[YOUR GOAL] Render the records below as a Markdown table with two columns, No. and Text: one row for each non-blank line, numbered in order.

Start of RECORDS FOR THE TASK

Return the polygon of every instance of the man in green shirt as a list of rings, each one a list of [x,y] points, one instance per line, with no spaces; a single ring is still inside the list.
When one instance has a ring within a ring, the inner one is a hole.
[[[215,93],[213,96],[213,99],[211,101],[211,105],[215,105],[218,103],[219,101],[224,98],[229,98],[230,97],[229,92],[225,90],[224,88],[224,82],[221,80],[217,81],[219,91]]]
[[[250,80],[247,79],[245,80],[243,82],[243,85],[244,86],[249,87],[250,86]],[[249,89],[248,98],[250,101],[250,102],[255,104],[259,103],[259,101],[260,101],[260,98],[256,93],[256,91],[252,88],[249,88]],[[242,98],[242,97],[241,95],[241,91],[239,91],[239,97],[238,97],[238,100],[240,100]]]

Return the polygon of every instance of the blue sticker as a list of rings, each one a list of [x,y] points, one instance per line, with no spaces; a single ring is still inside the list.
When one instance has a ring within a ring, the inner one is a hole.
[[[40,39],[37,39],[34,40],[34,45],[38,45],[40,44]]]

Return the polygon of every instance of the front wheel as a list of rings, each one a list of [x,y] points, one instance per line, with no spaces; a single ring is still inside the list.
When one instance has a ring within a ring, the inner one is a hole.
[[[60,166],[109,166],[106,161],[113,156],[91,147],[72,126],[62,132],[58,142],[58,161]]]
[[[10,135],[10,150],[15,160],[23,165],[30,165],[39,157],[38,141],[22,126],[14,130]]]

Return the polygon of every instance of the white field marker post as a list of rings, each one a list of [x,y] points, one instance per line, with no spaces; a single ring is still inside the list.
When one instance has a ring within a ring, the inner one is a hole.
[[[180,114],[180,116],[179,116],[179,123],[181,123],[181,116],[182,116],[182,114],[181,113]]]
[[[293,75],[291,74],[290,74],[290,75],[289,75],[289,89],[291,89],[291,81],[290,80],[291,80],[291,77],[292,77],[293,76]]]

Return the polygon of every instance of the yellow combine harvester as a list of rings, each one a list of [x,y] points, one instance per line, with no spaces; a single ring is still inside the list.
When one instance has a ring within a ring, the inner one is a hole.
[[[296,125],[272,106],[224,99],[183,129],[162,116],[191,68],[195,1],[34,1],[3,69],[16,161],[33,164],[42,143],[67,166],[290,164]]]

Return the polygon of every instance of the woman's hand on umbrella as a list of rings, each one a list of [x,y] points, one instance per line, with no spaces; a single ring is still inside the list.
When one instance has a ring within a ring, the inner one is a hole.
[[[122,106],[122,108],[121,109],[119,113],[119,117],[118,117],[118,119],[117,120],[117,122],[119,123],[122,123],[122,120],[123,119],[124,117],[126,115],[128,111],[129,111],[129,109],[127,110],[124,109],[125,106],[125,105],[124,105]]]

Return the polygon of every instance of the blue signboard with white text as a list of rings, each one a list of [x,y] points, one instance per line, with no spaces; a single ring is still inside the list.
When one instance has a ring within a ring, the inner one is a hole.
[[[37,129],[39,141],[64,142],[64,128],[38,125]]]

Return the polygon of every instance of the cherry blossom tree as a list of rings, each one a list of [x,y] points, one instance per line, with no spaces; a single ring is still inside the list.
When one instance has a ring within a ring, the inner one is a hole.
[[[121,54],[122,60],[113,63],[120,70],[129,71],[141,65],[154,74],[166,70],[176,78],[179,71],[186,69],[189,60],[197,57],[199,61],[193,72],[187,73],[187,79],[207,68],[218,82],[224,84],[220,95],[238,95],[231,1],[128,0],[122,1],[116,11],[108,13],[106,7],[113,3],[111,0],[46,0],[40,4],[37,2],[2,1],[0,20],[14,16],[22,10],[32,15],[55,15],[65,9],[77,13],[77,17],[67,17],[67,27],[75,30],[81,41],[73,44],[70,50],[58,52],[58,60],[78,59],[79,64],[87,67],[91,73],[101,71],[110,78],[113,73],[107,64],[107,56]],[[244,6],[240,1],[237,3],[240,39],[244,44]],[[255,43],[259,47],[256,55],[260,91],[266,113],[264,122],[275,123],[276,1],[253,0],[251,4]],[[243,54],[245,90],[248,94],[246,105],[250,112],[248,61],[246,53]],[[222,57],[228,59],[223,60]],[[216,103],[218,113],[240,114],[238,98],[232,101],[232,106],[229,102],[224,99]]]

End of RECORDS FOR THE TASK

[COMPLETE RESPONSE]
| No. | Text |
|---|---|
| 1 | Return the polygon of every instance of the man in green shirt as a list of rings, each one a list of [x,y] points, one instance per line, with no spaces; a single ring is still inside the list. |
| 2 | When one instance has a ring within a ring, the inner one is a hole. |
| 3 | [[[215,93],[213,96],[213,99],[211,101],[211,105],[215,105],[218,103],[219,101],[224,98],[229,98],[230,97],[229,92],[225,90],[224,88],[224,82],[221,80],[217,81],[219,91]]] |
| 4 | [[[250,80],[247,79],[245,80],[243,82],[243,85],[244,86],[249,87],[250,86]],[[249,89],[248,98],[250,101],[250,102],[255,104],[259,103],[259,101],[260,101],[260,98],[256,93],[256,91],[252,88],[249,88]],[[242,98],[242,97],[241,95],[241,91],[239,91],[239,97],[238,97],[238,100],[240,100]]] |
| 5 | Return the polygon of every instance of the blue sticker as a list of rings, each one a list of [x,y] points, one instance per line, with no spaces; a single ring is still inside the list. |
| 6 | When one instance has a ring within a ring, the inner one is a hole. |
| 7 | [[[40,39],[37,39],[34,40],[34,45],[38,45],[40,44]]] |
| 8 | Return the polygon of every instance of the front wheel as a list of rings, each one a list of [x,y] points, one instance per line, with no spaces; a single ring is still inside the list. |
| 9 | When one instance has a ring within a ring, the inner one is a hole. |
| 10 | [[[60,166],[109,166],[106,161],[113,156],[91,147],[72,126],[62,132],[58,142],[58,161]]] |
| 11 | [[[10,135],[10,150],[15,160],[23,165],[30,165],[39,157],[38,141],[22,126],[14,130]]] |
| 12 | Return the polygon of every instance of the white field marker post as a list of rings, each one a list of [x,y] points, one instance per line, with no spaces; a single ring is still inside the list. |
| 13 | When one instance has a ring within a ring, the inner one is a hole. |
| 14 | [[[180,114],[180,116],[179,116],[179,123],[181,123],[181,116],[182,116],[182,114],[181,113]]] |
| 15 | [[[293,75],[291,74],[290,74],[290,75],[289,75],[289,89],[291,89],[291,81],[290,80],[291,80],[291,77],[292,77],[293,76]]] |
| 16 | Return the polygon of every instance of the yellow combine harvester as a list of rings, each one a list of [x,y] points, one instance per line, with no spaces; a single ring is still inside the list. |
| 17 | When one instance has a ring within a ring, the inner one is a hole. |
| 18 | [[[296,125],[272,106],[224,99],[183,129],[162,116],[191,68],[195,1],[34,1],[3,69],[16,161],[33,164],[42,143],[67,166],[290,164]]] |
| 19 | Return the polygon of every instance of the woman's hand on umbrella as a list of rings, each one a list of [x,y] points, one instance per line, with no spaces; a single ring is still inside the list. |
| 20 | When one instance has a ring within a ring, the inner one is a hole. |
| 21 | [[[122,106],[122,108],[121,109],[119,113],[119,117],[118,117],[118,119],[117,120],[117,122],[119,123],[122,123],[122,120],[123,119],[124,117],[126,115],[128,111],[129,111],[129,109],[127,110],[124,109],[125,106],[125,105],[124,105]]] |
| 22 | Return the polygon of every instance of the blue signboard with white text as a list of rings, each one a list of [x,y] points, one instance per line, with no spaces; a single ring is still inside the list. |
| 23 | When one instance has a ring within a ring, the inner one is a hole. |
| 24 | [[[37,129],[39,141],[64,142],[64,128],[38,125]]] |
| 25 | Return the polygon of every instance of the cherry blossom tree as a list of rings, each one a list of [x,y] points, one instance per line, with no spaces; a single ring is still inside the list. |
| 26 | When one instance has a ring within a ring, the inner one is a hole. |
| 27 | [[[121,54],[122,60],[113,63],[120,70],[129,71],[141,65],[154,74],[166,70],[176,78],[179,71],[186,69],[189,60],[197,57],[199,61],[193,72],[187,73],[187,79],[207,68],[218,82],[224,84],[220,95],[238,95],[231,1],[128,0],[122,1],[116,11],[108,13],[106,7],[113,3],[111,0],[46,0],[40,4],[37,2],[2,1],[0,20],[14,16],[22,10],[32,15],[55,15],[65,9],[77,13],[77,17],[67,17],[67,27],[75,30],[81,41],[73,44],[70,50],[58,52],[58,60],[78,59],[79,64],[87,67],[91,73],[101,71],[110,78],[113,73],[107,64],[107,56]],[[244,6],[240,1],[237,3],[240,39],[244,44]],[[255,43],[259,47],[256,55],[260,91],[266,113],[264,122],[275,123],[276,1],[253,0],[251,4]],[[243,54],[245,90],[248,94],[246,105],[250,112],[248,61],[246,53]],[[222,57],[228,59],[223,60]],[[216,103],[218,113],[240,114],[238,98],[232,101],[232,106],[229,102],[224,99]]] |